--- DATA SUPPLIED ---

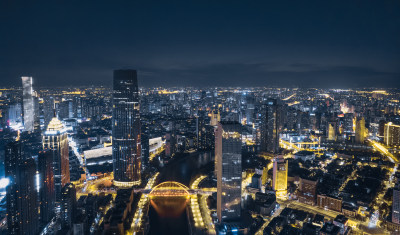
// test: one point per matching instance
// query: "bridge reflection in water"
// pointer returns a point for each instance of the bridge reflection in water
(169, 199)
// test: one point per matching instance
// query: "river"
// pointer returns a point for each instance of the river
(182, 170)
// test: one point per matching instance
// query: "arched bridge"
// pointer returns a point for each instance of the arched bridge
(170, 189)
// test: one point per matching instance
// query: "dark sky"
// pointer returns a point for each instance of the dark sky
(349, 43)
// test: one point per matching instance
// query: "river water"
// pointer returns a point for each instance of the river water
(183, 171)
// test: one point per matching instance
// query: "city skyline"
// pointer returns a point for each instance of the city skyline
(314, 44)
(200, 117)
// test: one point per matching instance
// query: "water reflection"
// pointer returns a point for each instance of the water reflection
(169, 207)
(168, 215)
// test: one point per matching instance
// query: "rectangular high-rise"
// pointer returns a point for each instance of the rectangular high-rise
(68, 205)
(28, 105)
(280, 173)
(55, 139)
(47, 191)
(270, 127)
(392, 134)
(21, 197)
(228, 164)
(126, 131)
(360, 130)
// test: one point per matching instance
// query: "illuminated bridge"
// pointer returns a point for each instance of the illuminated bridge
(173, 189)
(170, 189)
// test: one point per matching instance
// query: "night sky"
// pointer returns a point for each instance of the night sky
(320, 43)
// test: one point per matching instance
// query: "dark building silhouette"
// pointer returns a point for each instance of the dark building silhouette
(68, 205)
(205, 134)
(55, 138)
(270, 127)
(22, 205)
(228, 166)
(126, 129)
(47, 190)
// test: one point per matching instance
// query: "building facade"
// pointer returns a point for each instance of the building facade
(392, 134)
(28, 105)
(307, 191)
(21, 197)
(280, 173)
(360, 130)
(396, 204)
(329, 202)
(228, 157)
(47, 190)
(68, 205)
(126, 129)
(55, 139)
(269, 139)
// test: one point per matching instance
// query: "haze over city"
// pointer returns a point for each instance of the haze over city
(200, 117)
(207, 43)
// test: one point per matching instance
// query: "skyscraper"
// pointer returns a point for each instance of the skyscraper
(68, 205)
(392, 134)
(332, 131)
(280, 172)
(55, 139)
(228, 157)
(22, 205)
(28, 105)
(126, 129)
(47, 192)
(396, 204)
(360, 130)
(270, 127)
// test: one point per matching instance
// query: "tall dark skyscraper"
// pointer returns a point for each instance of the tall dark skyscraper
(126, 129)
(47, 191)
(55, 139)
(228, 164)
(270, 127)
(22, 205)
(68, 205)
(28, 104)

---
--- DATA SUPPLIED ---

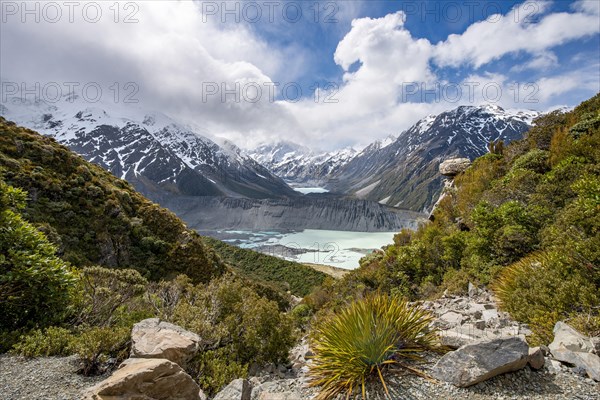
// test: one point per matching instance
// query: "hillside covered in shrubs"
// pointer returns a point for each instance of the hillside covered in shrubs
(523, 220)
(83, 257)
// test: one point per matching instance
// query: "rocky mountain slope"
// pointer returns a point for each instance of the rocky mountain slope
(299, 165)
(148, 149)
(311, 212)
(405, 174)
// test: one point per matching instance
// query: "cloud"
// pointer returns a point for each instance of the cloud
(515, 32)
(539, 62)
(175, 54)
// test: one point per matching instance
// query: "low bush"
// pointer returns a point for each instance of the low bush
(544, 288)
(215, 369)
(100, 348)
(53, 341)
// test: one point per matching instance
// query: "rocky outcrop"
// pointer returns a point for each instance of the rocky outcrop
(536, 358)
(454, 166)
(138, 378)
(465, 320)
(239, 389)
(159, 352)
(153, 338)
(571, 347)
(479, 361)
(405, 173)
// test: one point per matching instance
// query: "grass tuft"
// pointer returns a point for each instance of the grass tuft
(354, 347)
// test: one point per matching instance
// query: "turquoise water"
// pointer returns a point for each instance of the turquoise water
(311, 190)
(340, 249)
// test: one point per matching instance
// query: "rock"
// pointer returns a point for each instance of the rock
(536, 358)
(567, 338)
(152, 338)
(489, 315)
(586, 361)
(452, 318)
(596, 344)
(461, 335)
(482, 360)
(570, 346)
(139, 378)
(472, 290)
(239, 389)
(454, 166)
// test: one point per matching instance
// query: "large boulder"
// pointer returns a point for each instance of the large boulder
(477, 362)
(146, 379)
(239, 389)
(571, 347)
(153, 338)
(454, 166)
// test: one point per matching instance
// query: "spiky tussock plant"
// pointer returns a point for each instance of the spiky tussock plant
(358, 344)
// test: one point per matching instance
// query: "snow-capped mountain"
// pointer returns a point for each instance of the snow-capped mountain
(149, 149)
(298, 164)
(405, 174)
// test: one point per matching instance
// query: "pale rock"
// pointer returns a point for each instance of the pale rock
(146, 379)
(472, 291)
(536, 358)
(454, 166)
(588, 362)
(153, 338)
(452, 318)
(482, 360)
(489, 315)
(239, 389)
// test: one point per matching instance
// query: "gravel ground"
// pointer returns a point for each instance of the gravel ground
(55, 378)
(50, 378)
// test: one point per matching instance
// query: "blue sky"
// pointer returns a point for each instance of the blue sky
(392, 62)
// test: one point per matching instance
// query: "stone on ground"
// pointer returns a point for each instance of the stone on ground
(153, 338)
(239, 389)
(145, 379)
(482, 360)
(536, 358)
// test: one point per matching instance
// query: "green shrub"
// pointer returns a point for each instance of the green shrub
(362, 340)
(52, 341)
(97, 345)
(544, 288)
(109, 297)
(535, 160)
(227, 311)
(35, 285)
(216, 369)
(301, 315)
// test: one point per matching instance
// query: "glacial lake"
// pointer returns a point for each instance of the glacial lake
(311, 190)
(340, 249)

---
--- DATA SUPPLIED ---

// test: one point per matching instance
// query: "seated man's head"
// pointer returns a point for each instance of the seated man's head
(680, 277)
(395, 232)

---

Which lines in the entries above contain the word "arched"? Report each of those lines in full.

// query: "arched bridge"
// pointer returns a point for each instance of the arched bridge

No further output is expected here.